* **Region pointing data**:
━━━━━━

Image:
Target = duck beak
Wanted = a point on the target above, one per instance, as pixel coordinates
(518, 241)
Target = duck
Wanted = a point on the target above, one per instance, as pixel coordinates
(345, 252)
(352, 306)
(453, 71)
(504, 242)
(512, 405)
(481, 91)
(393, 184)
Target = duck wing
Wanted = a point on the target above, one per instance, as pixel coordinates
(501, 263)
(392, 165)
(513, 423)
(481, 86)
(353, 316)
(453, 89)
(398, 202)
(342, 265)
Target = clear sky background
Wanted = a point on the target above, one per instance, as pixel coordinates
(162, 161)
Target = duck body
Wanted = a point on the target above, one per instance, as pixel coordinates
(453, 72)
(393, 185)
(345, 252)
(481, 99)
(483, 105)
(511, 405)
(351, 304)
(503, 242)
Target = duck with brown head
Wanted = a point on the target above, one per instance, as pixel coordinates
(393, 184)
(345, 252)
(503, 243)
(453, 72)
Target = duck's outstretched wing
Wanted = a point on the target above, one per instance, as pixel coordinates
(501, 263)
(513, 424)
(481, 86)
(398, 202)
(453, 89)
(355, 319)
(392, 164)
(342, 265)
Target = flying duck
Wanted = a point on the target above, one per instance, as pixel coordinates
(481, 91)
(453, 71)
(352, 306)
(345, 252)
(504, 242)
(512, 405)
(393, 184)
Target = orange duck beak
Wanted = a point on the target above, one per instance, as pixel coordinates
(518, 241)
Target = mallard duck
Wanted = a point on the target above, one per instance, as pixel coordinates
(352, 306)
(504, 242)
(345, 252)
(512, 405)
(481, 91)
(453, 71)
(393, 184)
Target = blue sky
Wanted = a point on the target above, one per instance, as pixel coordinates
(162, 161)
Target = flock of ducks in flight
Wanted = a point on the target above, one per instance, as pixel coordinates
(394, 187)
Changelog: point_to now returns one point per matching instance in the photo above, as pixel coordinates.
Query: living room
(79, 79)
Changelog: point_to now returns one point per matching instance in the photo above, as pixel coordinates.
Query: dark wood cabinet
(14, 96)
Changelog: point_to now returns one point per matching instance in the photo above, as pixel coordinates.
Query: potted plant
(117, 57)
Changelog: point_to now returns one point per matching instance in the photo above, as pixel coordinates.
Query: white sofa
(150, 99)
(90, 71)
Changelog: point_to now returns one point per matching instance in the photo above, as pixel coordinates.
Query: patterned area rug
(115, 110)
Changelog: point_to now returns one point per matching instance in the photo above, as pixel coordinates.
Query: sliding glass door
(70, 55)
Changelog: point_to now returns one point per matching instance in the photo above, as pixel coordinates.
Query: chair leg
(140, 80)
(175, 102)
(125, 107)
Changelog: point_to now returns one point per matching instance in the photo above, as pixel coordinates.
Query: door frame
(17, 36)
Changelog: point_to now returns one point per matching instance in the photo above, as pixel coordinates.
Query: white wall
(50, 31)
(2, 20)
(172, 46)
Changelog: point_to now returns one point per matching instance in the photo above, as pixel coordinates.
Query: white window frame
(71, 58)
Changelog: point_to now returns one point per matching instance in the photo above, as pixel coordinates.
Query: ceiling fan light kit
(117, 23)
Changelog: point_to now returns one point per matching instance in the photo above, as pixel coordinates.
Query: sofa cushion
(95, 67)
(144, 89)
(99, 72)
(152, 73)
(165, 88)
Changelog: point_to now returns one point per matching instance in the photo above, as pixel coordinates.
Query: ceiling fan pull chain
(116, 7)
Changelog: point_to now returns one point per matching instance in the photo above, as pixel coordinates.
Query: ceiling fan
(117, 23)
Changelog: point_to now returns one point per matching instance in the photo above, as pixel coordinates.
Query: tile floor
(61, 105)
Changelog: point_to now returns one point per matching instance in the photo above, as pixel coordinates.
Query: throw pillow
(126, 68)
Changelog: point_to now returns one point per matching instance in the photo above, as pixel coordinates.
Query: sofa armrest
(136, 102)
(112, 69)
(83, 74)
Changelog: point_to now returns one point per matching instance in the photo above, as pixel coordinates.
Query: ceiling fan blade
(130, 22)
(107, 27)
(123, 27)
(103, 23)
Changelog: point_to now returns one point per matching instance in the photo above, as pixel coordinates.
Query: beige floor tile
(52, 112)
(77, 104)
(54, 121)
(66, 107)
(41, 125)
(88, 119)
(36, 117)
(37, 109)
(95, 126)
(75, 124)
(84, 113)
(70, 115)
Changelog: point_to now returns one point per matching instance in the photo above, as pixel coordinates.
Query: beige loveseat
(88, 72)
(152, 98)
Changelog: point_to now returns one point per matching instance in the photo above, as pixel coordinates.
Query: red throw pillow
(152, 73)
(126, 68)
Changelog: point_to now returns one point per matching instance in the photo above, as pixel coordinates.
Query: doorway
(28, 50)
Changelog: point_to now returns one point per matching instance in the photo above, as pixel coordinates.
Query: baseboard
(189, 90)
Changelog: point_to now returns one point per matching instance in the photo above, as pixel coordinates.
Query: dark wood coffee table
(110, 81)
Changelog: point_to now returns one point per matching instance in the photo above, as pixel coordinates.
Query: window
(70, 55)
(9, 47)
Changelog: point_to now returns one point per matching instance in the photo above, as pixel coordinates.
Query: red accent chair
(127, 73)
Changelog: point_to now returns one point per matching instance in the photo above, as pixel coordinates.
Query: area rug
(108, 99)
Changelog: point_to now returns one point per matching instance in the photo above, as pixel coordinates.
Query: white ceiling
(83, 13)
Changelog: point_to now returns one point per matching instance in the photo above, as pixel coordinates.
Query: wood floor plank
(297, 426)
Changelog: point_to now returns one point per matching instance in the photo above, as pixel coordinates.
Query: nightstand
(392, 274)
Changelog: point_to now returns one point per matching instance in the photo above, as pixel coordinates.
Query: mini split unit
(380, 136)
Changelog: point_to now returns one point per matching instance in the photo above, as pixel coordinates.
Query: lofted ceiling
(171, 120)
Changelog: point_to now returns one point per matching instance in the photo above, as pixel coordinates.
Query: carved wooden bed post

━━━━━━

* **Task instructions**: Extract every line above that contains the word "beak".

* **Answer space**:
Target = duck beak
Target = orange duck beak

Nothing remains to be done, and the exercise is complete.